### Consigne à traiter 1
Reproduisez le passage de l'entretien sur la notion d'étude qui s'ouvre sur les mots contenant « YC : Pour ce » et se ferme sur « visiter un musée. ».

### Texte fourni
--------------------
Dans cet interview, Yves Chevallard, didacticien des mathématiques, et Michèle Artaud de l’IREM de Marseille, abordent le concept d’étude comme une opportunité pour repenser l’éducation et ses fondements. Chevallard souligne l’importance de comprendre les raisons qui structurent les œuvres, tandis qu’Artaud insiste sur l’organisation des savoirs et des techniques.
Propos recueillis par Christian Couturier et parus dans le Contrepied HS 20-21 EPS et Culturalisme
Le Centre EPS et Société traite dans cet ouvrage du « culturalisme » et de sa signification dans notre discipline. Qu’est-ce que ça vous évoque ?
YC : Pour ce qui me concerne, je préfère parler d’œuvre plutôt que de culture. Le mot culture renvoie à tellement d’acceptions différentes qu’on ne sait jamais vraiment de quoi on parle. La notion d’œuvre est plus efficace. Un procédé de résolution d’une équation est une œuvre, un match de football est une œuvre. Il n’y a pas de hiérarchie dans les œuvres, pas de taille, pas de jugement. L’art de la guerre, autre exemple, est une œuvre humaine : ce n’est pas pour autant que je vais l’encenser, encore moins la choisir pour la transmettre. L’école a comme fonction de faire étudier les œuvres, celles en tout cas qui auront été sélectionnées. Et étudier, ça n’est pas seulement « visiter » ces œuvres comme on peut visiter un musée.
Justement, que signifie alors étudier ?
YC : Étudier, c’est en premier lieu répondre aux questions et aux raisons qui ont présidé à l’émergence de l’œuvre : pourquoi, à quoi ça sert, comment ça c’est fait, comment ça marche… Je développe l’idée que l’étude doit être organisée comme une enquête policière – c’est une enquête « épistémologique » – avec un cheminement qui va des tâches regroupées en types de tâches, à la théorie : type de tâches – technique – technologie –théorie – l’ensemble composant une praxéologie. Mais il faut faire attention aux mots. Le mot « théorie » par exemple pourrait être mal interprété. Il ne s’agit pas obligatoirement d’une construction abstraite sophistiquée : un enfant de 3 ans à une théorie des papas. A son niveau, avec ses outils, il s’est construit une « représentation » des papas – plus exactement un rapport à la notion de papa.
--------------------
### Lignes affichées
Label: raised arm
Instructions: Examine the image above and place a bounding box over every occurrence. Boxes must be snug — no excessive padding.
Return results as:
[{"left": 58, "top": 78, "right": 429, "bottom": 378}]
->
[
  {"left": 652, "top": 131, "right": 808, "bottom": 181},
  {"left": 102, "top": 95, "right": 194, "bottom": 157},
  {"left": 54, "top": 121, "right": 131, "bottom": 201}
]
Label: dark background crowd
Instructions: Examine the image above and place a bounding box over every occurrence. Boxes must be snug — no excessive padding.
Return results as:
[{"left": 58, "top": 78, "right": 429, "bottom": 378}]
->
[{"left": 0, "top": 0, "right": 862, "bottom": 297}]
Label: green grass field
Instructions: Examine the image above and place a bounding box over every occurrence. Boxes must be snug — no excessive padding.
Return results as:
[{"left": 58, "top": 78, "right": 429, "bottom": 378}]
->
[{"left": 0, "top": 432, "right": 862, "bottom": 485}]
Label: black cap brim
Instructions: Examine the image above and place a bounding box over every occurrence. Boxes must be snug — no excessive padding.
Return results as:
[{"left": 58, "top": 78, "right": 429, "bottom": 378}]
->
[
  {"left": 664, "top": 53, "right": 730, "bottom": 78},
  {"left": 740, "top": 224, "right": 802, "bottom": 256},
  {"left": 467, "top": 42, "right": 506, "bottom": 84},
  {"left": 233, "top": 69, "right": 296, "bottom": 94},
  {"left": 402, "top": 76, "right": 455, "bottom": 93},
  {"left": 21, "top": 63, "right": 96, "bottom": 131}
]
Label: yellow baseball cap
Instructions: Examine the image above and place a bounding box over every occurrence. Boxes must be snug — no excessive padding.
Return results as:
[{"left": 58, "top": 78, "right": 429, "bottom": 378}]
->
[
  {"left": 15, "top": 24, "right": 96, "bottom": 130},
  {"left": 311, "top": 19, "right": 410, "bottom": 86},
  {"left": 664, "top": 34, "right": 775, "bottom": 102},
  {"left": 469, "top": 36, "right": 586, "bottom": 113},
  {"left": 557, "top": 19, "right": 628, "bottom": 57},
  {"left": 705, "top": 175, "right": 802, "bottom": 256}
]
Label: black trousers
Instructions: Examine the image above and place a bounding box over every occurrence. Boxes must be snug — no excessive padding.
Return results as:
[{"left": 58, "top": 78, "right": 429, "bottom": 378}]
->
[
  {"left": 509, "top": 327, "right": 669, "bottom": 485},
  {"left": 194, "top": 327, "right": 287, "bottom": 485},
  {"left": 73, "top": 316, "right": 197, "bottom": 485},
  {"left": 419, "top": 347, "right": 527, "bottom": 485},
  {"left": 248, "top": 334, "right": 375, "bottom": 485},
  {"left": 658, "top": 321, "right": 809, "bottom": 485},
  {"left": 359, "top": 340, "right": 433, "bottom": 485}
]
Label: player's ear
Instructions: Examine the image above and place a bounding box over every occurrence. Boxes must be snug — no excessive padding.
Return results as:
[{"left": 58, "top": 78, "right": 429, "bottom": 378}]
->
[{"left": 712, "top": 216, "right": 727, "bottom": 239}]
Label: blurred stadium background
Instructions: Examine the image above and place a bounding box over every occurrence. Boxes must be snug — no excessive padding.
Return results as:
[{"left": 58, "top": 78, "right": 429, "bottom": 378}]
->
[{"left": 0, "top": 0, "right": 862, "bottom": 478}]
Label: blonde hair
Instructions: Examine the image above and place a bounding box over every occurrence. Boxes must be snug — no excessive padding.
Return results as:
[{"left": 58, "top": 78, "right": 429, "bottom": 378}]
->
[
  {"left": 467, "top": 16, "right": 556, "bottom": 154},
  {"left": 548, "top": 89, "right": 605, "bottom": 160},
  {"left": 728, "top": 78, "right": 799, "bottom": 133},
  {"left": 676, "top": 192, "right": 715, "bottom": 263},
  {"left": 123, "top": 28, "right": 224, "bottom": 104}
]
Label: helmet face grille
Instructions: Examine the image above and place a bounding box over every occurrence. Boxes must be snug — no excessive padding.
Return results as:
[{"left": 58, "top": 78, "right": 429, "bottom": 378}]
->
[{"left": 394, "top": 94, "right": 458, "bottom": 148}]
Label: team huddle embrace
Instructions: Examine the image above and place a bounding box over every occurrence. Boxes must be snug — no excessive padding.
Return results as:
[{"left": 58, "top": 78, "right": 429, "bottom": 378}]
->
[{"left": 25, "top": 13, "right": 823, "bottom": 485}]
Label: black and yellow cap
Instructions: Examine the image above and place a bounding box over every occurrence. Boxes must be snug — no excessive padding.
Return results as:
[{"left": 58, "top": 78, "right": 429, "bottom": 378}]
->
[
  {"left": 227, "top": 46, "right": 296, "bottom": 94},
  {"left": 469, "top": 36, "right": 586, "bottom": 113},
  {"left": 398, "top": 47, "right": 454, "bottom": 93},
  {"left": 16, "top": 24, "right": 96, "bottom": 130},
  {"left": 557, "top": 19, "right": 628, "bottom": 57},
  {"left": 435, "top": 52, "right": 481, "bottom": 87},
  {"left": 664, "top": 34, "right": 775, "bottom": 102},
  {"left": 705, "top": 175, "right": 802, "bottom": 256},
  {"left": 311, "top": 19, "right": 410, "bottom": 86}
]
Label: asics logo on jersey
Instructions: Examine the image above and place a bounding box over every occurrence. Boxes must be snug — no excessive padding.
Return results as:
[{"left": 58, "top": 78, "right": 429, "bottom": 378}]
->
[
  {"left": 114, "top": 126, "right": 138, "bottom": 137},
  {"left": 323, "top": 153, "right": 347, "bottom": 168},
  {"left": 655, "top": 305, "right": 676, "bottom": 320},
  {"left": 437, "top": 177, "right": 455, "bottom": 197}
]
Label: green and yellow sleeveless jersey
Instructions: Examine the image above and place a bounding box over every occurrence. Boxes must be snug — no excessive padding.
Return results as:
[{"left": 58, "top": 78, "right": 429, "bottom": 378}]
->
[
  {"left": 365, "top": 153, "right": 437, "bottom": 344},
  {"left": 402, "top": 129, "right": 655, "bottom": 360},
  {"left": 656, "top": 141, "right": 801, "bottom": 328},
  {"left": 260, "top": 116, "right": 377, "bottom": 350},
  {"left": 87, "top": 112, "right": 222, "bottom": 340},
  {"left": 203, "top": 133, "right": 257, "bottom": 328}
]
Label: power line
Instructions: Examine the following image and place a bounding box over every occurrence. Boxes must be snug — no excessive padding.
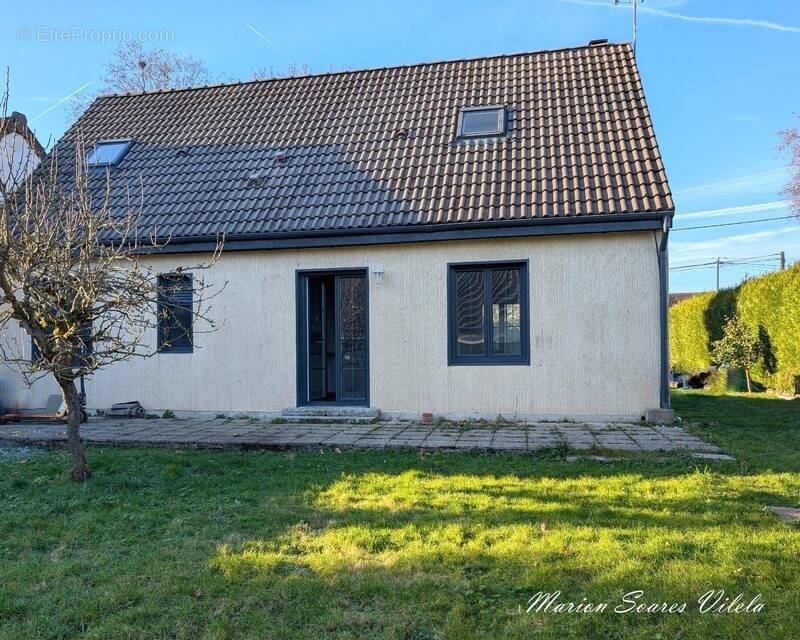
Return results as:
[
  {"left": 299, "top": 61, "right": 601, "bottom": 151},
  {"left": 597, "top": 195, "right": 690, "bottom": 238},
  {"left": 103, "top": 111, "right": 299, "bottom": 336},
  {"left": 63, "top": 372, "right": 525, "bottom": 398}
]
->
[
  {"left": 670, "top": 252, "right": 781, "bottom": 271},
  {"left": 672, "top": 216, "right": 797, "bottom": 232}
]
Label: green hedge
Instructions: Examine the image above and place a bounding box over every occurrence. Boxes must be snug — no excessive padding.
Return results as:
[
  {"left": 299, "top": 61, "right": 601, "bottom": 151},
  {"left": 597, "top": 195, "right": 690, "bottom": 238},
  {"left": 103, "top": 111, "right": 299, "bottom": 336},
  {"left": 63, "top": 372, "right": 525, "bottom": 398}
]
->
[{"left": 669, "top": 263, "right": 800, "bottom": 392}]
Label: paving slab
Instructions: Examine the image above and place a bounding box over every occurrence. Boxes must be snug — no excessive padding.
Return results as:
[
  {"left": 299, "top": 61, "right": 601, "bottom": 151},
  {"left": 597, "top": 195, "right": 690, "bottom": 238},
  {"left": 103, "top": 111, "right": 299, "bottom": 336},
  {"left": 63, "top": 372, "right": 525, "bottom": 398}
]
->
[{"left": 0, "top": 417, "right": 732, "bottom": 460}]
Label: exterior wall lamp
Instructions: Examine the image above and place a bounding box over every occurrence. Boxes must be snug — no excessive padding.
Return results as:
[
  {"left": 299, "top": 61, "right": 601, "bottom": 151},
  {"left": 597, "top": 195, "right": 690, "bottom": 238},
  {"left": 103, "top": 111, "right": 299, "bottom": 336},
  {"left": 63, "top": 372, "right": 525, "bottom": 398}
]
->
[{"left": 372, "top": 262, "right": 383, "bottom": 288}]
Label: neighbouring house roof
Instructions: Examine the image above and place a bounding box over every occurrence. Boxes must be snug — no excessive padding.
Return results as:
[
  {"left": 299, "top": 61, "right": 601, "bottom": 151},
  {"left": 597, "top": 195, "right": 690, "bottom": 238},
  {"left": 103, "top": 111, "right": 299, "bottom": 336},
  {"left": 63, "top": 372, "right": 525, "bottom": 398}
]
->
[
  {"left": 0, "top": 111, "right": 47, "bottom": 160},
  {"left": 57, "top": 43, "right": 674, "bottom": 249},
  {"left": 0, "top": 111, "right": 47, "bottom": 192}
]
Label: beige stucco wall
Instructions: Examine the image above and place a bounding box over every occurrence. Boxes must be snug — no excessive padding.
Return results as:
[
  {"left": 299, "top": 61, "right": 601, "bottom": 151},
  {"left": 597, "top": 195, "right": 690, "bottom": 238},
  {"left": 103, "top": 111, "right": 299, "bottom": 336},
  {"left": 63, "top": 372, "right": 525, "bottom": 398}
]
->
[
  {"left": 0, "top": 132, "right": 39, "bottom": 195},
  {"left": 0, "top": 232, "right": 659, "bottom": 419}
]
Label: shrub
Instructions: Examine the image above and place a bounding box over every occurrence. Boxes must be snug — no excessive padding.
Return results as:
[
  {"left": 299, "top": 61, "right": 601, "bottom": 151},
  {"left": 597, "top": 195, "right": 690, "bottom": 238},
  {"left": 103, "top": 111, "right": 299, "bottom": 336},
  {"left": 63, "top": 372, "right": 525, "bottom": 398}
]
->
[{"left": 669, "top": 263, "right": 800, "bottom": 392}]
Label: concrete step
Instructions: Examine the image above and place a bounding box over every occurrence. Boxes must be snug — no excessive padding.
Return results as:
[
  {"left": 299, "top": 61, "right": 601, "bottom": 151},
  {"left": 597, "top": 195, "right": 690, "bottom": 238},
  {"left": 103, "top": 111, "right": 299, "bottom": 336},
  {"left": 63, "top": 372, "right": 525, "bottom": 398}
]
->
[
  {"left": 281, "top": 413, "right": 378, "bottom": 424},
  {"left": 283, "top": 406, "right": 381, "bottom": 420}
]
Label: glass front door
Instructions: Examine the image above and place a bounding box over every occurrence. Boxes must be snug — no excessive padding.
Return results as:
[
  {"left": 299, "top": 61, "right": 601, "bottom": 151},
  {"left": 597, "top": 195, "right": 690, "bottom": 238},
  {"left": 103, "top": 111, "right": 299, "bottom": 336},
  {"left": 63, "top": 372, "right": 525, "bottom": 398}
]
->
[{"left": 298, "top": 272, "right": 369, "bottom": 405}]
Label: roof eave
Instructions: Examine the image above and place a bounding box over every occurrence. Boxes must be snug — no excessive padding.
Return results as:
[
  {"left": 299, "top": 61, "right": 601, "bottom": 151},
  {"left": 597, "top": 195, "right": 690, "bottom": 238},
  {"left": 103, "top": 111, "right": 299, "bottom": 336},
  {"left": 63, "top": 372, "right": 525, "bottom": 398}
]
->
[{"left": 134, "top": 209, "right": 675, "bottom": 253}]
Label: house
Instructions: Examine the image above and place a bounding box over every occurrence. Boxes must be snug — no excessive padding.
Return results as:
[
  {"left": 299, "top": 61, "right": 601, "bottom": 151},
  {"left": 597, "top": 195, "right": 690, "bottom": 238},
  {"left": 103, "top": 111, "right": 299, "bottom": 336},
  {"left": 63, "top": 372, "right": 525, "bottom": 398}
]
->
[
  {"left": 0, "top": 111, "right": 46, "bottom": 201},
  {"left": 0, "top": 41, "right": 674, "bottom": 420}
]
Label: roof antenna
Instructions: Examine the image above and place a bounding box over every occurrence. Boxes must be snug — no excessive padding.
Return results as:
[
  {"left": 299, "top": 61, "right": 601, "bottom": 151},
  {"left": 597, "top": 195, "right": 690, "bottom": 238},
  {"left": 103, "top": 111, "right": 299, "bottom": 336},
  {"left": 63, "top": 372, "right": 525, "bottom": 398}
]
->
[{"left": 614, "top": 0, "right": 644, "bottom": 58}]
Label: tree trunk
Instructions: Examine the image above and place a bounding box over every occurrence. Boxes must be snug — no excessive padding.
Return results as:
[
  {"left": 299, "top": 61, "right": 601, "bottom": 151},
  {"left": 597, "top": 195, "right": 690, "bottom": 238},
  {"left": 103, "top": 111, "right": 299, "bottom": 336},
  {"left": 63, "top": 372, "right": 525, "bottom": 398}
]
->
[{"left": 58, "top": 379, "right": 92, "bottom": 482}]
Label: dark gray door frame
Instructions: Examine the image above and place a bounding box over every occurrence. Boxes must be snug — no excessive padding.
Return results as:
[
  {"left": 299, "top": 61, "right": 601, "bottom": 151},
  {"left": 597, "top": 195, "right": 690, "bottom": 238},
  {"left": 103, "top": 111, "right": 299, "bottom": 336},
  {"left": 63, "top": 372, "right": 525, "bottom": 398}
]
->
[{"left": 295, "top": 267, "right": 370, "bottom": 407}]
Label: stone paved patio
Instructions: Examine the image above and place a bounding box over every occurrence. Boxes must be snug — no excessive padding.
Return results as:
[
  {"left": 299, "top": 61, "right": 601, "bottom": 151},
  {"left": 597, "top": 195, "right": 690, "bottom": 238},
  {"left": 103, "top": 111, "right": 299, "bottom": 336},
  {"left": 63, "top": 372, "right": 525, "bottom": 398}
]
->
[{"left": 0, "top": 418, "right": 732, "bottom": 460}]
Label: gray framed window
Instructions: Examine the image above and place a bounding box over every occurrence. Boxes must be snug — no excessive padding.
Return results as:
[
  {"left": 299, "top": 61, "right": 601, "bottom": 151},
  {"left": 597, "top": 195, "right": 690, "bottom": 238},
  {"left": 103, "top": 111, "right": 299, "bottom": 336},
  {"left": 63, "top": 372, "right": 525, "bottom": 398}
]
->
[
  {"left": 157, "top": 273, "right": 193, "bottom": 353},
  {"left": 86, "top": 140, "right": 133, "bottom": 167},
  {"left": 458, "top": 105, "right": 506, "bottom": 138},
  {"left": 447, "top": 261, "right": 530, "bottom": 366}
]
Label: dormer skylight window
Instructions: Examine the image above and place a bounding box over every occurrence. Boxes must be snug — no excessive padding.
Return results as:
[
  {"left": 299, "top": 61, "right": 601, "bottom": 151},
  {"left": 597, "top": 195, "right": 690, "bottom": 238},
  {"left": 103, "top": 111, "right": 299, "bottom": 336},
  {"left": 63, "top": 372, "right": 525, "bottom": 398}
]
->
[
  {"left": 86, "top": 140, "right": 133, "bottom": 167},
  {"left": 458, "top": 106, "right": 506, "bottom": 138}
]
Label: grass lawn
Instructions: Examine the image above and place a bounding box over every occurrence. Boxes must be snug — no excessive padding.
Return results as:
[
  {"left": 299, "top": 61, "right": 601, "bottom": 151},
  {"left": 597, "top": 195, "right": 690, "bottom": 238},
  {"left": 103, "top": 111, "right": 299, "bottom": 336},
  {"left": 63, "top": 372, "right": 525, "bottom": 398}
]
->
[{"left": 0, "top": 393, "right": 800, "bottom": 640}]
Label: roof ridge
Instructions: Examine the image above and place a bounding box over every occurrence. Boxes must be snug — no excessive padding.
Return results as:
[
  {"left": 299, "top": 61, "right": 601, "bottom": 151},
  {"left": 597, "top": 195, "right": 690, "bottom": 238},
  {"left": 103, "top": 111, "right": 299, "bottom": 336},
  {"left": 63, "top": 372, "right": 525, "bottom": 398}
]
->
[{"left": 97, "top": 41, "right": 631, "bottom": 99}]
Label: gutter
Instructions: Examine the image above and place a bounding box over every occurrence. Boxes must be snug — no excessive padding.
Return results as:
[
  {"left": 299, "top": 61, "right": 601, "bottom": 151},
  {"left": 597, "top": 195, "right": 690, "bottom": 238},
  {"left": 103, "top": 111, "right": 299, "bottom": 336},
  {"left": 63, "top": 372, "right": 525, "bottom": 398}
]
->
[
  {"left": 131, "top": 212, "right": 671, "bottom": 253},
  {"left": 658, "top": 215, "right": 672, "bottom": 410}
]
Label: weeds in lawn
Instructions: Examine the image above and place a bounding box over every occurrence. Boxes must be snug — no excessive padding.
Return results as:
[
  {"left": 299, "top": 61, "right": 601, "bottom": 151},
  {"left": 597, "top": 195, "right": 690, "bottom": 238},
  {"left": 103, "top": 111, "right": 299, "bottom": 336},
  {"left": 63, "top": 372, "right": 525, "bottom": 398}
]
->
[{"left": 0, "top": 396, "right": 800, "bottom": 640}]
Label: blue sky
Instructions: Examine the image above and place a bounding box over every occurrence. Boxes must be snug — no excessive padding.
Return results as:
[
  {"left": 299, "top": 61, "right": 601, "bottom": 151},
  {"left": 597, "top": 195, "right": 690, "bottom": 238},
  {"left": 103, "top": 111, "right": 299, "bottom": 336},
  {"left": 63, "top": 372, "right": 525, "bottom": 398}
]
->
[{"left": 0, "top": 0, "right": 800, "bottom": 291}]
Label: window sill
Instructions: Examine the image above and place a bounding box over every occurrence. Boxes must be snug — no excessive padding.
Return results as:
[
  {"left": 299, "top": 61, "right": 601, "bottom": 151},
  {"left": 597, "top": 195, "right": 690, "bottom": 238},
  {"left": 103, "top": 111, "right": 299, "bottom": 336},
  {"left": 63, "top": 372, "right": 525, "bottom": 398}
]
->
[{"left": 447, "top": 358, "right": 531, "bottom": 367}]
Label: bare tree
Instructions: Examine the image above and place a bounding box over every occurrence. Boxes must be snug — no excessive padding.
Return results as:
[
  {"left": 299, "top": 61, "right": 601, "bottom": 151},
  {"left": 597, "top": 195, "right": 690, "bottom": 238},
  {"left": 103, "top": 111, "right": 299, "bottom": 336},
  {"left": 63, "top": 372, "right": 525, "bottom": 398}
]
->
[
  {"left": 69, "top": 41, "right": 212, "bottom": 120},
  {"left": 0, "top": 89, "right": 224, "bottom": 481},
  {"left": 779, "top": 115, "right": 800, "bottom": 218}
]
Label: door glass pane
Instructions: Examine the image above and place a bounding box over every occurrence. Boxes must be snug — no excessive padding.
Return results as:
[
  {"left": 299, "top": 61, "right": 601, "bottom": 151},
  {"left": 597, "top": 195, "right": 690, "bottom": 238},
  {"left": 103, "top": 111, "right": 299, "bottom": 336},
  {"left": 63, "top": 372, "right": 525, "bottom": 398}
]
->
[
  {"left": 456, "top": 271, "right": 485, "bottom": 356},
  {"left": 492, "top": 269, "right": 522, "bottom": 356},
  {"left": 338, "top": 276, "right": 367, "bottom": 399},
  {"left": 308, "top": 278, "right": 326, "bottom": 400}
]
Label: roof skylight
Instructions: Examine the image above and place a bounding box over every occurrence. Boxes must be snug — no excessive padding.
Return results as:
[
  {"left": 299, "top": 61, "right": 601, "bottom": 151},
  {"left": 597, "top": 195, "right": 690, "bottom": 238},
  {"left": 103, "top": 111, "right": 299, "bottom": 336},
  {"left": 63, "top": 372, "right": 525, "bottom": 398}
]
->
[
  {"left": 86, "top": 140, "right": 133, "bottom": 167},
  {"left": 458, "top": 106, "right": 506, "bottom": 138}
]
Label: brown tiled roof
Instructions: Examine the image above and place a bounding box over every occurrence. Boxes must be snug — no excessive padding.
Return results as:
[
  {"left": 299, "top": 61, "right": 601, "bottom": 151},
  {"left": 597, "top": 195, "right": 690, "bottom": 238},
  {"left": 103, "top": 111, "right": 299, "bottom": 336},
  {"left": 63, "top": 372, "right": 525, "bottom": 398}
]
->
--------------------
### Consigne à traiter 2
Relevez toutes les lignes qui contiennent la chaîne « gray », en tenant compte de la casse.

### Corrigé 1
YC : Pour ce qui me concerne, je préfère parler d’œuvre plutôt que de culture. Le mot culture renvoie à tellement d’acceptions différentes qu’on ne sait jamais vraiment de quoi on parle. La notion d’œuvre est plus efficace. Un procédé de résolution d’une équation est une œuvre, un match de football est une œuvre. Il n’y a pas de hiérarchie dans les œuvres, pas de taille, pas de jugement. L’art de la guerre, autre exemple, est une œuvre humaine : ce n’est pas pour autant que je vais l’encenser, encore moins la choisir pour la transmettre. L’école a comme fonction de faire étudier les œuvres, celles en tout cas qui auront été sélectionnées. Et étudier, ça n’est pas seulement « visiter » ces œuvres comme on peut visiter un musée.

### Corrigé 2
Label: dark gray door frame
Label: gray framed window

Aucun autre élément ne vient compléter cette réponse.